**EXERCISES TO COMPLETE:**
**a)** Answer the following questions using the fifth-season summary of The Big Bang Theory.
(i) Over how many episodes did the fifth season originally air?
(ii) Which series won Outstanding Comedy Series at the 64th Primetime Emmy Awards?
(iii) Who is listed as the voice of Spock in the special guest cast?
**b)** Transcribe, word for word, the stretch of the fifth-season summary of The Big Bang Theory from "The fifth season" through "A Comedy Series.".

The fifth season of the American sitcom The Big Bang Theory was originally aired on CBS from September 22, 2011, to May 10, 2012, over 24 episodes.

At the 64th Primetime Emmy Awards, The Big Bang Theory was nominated for Outstanding Comedy Series, but Modern Family on ABC won. The show was also nominated for Outstanding Technical Direction, Camerawork, Video Control for a Series and Outstanding Multi-Camera Picture Editing For A Comedy Series. 

Jim Parsons (Sheldon Cooper) was nominated for Outstanding Lead Actor in a Comedy Series for "The Werewolf Transformation", but lost out to Jon Cryer. Mayim Bialik (Amy Farrah Fowler) was nominated for Outstanding Supporting Actress in a Comedy Series for "The Shiny Trinket Maneuver", but lost out to Julie Bowen.

Overview
Penny regrets her sleeping with Raj and has become very good friends with Leonard, Leonard breaks up with Priya, Amy pushes Sheldon in their relationship eventually becoming boyfriend and girlfriend, Penny and the other women become a clique of their own, Howard prepares for his wedding and going into space to the International Space Station and Leonard asks Penny out as they begin "Leonard and Penny 2.0".

Cast

Main cast
 Johnny Galecki as Dr. Leonard Hofstadter
 Jim Parsons as Dr. Sheldon Cooper
 Kaley Cuoco as Penny
 Simon Helberg as Howard Wolowitz
 Kunal Nayyar as Dr. Rajesh "Raj" Koothrappali
 Mayim Bialik as Dr. Amy Farrah Fowler
 Melissa Rauch as Dr. Bernadette Rostenkowski

Special guest cast
 Brent Spiner as himself
 Leonard Nimoy as Spock (voice)

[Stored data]

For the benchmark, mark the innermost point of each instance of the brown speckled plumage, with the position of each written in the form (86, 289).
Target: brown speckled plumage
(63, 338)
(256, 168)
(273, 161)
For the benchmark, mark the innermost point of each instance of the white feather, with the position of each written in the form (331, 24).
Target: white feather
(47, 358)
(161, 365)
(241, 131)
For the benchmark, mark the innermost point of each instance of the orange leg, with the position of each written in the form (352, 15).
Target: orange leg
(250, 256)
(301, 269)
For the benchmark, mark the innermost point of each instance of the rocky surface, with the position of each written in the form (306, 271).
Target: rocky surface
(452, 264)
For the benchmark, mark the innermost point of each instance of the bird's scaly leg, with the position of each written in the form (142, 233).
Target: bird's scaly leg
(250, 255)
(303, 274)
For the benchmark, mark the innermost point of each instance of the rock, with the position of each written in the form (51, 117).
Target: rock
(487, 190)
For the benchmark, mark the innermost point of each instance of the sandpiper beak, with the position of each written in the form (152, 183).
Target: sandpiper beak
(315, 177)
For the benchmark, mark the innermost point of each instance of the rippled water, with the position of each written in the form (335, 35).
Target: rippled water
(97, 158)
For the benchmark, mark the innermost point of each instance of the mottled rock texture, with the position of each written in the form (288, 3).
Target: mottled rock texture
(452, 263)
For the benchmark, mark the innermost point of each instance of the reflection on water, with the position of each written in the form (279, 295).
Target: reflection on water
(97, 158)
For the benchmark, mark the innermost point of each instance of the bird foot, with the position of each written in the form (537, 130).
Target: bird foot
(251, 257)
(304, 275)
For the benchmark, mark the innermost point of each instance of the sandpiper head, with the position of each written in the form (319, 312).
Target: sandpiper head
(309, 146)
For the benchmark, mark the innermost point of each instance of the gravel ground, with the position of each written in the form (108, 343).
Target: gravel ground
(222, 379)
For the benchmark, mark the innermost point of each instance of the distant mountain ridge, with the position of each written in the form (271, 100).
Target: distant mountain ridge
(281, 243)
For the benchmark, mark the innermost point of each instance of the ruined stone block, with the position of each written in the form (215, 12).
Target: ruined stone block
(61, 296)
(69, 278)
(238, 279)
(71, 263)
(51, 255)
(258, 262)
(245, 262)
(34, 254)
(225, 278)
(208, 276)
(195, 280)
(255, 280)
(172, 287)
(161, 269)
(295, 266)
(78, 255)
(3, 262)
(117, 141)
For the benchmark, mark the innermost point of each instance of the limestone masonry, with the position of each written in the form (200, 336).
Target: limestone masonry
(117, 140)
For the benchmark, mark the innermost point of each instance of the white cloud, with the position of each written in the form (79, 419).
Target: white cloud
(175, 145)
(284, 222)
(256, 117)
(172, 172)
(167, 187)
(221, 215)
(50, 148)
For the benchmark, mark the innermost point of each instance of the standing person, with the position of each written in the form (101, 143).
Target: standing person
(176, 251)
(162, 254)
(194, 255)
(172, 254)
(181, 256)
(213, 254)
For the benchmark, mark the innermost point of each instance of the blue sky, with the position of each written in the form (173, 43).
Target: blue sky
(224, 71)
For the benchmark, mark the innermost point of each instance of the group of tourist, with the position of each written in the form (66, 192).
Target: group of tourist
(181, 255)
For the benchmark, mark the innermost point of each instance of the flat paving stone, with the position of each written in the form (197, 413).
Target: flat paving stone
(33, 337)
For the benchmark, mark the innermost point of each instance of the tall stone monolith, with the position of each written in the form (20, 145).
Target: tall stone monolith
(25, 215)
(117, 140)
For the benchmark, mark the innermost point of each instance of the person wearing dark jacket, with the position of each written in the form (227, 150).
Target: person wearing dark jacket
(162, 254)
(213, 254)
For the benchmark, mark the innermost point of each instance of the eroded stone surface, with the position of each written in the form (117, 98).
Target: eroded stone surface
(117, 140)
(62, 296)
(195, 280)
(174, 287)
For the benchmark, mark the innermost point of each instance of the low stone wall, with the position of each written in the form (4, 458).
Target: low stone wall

**THE RESULTS:**
**a)**
(i) 24 episodes
(ii) Modern Family
(iii) Leonard Nimoy

**b)**
The fifth season of the American sitcom The Big Bang Theory was originally aired on CBS from September 22, 2011, to May 10, 2012, over 24 episodes.

At the 64th Primetime Emmy Awards, The Big Bang Theory was nominated for Outstanding Comedy Series, but Modern Family on ABC won. The show was also nominated for Outstanding Technical Direction, Camerawork, Video Control for a Series and Outstanding Multi-Camera Picture Editing For A Comedy Series.